- **EXERCISE PROMPT**: Please count the lines in the following items that contain the string "below". Reply with the number alone.

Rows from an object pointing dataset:
-- -- --

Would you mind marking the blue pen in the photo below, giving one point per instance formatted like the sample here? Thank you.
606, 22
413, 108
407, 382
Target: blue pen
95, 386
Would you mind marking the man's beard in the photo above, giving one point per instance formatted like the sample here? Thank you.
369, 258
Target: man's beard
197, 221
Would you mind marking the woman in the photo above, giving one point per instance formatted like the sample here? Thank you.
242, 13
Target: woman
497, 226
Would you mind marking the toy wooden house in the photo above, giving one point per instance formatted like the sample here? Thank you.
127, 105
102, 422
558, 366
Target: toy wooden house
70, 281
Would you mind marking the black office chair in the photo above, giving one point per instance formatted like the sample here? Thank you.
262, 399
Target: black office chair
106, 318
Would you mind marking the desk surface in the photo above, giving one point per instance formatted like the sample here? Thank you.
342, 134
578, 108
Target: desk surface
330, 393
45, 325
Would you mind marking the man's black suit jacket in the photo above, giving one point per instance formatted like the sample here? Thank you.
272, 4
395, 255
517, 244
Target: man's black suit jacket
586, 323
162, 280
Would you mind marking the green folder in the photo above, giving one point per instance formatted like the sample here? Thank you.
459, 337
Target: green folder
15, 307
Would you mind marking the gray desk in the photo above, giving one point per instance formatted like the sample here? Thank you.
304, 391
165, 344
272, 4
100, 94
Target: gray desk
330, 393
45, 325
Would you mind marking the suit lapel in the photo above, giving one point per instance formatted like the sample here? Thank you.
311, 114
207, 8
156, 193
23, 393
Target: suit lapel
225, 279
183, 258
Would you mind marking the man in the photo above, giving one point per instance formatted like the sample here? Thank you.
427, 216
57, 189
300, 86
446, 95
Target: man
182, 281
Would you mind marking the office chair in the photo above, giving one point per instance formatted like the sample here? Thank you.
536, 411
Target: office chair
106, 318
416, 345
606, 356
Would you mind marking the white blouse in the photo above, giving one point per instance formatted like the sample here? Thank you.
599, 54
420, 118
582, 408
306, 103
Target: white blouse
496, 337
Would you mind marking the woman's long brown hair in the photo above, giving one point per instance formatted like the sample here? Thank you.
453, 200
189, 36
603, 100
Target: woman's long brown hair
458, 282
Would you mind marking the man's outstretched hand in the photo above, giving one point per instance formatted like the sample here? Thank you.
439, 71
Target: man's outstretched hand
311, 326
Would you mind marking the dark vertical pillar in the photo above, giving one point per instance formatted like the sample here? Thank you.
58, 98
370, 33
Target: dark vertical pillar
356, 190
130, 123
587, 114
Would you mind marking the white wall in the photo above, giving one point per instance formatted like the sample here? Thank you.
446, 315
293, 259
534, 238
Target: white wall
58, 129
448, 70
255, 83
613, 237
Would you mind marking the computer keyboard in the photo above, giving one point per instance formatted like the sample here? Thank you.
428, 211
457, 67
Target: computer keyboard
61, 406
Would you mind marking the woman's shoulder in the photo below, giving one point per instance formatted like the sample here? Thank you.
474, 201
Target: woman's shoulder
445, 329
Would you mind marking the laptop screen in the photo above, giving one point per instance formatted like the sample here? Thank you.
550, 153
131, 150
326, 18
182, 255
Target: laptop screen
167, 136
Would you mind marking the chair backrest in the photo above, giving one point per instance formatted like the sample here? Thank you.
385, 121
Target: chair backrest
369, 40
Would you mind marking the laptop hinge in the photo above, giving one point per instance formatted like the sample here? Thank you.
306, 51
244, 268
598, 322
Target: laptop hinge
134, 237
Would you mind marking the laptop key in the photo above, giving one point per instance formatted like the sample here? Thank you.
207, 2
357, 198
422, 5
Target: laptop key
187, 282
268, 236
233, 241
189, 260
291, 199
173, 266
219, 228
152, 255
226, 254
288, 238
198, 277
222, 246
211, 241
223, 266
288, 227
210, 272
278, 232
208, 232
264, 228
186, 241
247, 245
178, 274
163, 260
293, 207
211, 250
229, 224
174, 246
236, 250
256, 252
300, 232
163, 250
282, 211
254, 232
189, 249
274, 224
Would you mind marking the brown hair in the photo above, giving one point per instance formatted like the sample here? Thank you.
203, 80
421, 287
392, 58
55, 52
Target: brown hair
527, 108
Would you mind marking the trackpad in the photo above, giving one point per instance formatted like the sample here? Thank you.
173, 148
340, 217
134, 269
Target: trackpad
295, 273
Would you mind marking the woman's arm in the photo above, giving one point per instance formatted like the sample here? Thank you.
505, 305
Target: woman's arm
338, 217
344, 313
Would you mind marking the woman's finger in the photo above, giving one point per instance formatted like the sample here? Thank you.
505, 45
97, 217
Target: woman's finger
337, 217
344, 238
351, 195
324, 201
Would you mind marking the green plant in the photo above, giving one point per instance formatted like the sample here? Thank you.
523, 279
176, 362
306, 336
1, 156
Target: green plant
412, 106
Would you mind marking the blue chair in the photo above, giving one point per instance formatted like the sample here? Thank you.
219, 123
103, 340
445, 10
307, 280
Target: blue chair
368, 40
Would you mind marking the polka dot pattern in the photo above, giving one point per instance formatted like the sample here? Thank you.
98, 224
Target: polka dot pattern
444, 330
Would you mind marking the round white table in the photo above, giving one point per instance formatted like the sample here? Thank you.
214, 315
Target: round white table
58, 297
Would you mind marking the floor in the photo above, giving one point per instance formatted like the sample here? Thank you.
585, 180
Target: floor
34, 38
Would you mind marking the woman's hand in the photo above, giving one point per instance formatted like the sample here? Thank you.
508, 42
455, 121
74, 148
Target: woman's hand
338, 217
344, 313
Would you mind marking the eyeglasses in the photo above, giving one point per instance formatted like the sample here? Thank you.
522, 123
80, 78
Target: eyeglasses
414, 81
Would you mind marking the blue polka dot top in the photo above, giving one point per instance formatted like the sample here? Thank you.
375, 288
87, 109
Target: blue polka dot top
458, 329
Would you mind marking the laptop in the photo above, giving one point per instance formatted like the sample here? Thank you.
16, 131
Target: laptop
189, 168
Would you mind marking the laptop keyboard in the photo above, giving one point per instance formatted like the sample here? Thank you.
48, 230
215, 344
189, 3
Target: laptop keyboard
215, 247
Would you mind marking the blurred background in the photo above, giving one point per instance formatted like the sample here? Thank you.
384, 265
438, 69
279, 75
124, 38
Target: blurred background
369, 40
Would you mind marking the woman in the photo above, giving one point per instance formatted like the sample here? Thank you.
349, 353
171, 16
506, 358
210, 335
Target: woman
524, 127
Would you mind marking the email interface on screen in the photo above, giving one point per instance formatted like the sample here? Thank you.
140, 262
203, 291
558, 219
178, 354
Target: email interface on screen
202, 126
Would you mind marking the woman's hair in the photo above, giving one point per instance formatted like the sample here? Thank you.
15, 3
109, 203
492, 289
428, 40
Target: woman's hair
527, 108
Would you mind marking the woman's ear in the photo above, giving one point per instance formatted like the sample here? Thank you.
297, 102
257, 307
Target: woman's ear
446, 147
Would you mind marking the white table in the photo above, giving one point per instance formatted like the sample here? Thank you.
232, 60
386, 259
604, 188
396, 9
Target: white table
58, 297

-- -- --

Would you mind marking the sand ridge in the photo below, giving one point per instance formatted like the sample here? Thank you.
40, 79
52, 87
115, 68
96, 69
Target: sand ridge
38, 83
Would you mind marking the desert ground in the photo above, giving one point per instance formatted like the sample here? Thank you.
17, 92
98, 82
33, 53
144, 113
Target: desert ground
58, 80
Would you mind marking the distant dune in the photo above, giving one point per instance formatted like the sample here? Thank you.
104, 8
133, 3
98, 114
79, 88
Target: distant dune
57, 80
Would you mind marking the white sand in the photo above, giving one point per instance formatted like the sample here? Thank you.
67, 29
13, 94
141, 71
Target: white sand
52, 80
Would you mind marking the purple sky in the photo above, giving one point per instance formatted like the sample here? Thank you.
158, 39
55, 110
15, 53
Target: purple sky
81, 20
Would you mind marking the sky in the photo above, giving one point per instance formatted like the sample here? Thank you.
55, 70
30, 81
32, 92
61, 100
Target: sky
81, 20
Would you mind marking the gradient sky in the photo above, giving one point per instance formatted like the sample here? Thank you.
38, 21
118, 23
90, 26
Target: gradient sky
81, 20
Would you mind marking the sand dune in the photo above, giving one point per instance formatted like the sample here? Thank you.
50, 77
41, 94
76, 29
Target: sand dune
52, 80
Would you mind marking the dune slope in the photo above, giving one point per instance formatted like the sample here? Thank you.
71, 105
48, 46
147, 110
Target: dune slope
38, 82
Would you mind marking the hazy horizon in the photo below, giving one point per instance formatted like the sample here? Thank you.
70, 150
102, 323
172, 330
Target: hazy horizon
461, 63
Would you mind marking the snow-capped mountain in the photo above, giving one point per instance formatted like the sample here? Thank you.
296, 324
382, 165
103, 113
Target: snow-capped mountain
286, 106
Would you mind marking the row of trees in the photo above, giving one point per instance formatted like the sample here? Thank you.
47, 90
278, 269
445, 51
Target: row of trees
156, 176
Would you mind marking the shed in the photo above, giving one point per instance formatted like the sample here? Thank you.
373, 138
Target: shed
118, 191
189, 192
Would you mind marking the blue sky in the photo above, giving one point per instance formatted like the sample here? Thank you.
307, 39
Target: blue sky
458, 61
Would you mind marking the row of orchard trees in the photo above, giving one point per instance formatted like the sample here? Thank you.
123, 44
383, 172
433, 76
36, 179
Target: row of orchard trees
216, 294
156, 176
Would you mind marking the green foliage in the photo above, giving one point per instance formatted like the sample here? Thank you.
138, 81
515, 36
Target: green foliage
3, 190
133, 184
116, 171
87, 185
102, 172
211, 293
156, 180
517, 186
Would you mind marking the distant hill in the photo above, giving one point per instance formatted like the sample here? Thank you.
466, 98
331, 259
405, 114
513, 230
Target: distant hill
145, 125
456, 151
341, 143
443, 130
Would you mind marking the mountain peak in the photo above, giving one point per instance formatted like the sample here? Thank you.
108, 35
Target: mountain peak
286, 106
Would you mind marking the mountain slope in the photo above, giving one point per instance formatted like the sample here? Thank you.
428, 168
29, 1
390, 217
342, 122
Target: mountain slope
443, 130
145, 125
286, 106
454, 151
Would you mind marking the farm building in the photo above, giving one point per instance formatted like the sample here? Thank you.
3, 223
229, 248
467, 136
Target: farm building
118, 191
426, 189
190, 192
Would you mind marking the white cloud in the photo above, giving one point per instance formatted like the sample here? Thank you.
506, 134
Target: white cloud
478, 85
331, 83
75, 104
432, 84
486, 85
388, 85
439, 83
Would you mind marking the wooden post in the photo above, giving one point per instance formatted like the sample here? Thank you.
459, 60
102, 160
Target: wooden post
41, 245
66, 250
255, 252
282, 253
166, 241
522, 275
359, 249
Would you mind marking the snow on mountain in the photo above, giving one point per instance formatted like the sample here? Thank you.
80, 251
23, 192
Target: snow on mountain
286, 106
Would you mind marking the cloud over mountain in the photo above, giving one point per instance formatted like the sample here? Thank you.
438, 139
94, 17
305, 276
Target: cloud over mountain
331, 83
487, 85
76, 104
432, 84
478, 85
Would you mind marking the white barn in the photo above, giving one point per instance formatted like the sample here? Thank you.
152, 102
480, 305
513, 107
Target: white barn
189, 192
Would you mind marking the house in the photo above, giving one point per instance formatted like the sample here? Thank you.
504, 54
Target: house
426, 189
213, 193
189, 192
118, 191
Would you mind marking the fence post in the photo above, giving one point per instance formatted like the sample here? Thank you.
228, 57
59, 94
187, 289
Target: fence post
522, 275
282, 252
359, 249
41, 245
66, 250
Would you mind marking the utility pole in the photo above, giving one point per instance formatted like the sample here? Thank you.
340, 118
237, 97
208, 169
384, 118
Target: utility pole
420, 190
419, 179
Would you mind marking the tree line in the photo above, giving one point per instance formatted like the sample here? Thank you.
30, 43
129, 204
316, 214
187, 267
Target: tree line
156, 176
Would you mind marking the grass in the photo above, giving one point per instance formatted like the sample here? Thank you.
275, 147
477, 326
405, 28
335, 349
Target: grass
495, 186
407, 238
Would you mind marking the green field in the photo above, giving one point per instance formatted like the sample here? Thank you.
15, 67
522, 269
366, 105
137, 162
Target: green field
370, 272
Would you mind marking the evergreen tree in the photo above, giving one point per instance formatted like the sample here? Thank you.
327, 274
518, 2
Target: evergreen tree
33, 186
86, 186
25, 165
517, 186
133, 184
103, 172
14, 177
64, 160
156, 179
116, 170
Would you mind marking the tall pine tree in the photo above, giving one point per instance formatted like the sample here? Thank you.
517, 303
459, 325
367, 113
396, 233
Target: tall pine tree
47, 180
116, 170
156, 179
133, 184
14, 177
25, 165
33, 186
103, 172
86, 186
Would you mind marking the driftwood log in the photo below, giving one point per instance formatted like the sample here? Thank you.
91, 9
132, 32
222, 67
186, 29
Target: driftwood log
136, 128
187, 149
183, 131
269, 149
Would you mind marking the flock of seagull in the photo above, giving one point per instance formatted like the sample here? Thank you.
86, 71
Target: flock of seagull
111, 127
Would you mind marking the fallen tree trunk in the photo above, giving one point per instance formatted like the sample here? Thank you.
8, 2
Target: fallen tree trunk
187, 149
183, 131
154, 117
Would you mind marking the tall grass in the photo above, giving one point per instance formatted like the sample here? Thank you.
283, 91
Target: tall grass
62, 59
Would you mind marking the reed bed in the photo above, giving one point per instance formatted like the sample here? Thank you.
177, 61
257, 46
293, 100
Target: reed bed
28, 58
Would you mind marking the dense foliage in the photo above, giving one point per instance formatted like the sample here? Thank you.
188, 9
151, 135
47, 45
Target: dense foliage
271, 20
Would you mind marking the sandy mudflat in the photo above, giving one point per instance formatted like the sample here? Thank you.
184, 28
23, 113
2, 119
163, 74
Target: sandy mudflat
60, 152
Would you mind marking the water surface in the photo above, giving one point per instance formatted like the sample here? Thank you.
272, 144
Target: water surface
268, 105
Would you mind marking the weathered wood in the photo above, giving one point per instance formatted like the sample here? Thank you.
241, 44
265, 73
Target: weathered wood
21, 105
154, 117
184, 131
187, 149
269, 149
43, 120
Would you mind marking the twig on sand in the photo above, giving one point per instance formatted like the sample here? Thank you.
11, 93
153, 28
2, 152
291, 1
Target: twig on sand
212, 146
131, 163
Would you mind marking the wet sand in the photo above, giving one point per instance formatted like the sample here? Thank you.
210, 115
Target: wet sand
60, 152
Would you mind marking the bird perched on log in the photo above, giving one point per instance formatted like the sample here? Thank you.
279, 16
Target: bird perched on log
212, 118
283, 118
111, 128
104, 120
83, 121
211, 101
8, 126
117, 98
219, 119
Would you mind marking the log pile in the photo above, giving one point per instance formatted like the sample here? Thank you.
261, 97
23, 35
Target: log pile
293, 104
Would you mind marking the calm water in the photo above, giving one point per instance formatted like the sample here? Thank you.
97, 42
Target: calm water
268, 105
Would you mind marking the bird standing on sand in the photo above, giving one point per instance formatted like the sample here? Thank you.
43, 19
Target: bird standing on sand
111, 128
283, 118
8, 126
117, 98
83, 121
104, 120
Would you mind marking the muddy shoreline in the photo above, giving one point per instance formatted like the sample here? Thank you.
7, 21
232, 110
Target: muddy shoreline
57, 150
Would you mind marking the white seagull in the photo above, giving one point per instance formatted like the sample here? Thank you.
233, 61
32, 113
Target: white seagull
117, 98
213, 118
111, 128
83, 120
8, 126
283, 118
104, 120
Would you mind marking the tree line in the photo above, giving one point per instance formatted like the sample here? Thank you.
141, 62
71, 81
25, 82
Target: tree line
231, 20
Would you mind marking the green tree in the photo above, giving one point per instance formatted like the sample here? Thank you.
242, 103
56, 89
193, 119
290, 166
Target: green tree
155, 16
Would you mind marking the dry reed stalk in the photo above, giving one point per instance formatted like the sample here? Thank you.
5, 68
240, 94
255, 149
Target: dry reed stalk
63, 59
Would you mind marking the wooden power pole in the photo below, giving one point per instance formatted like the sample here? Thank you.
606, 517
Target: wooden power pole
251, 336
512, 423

-- -- --

- **CORRECT OUTPUT**: 6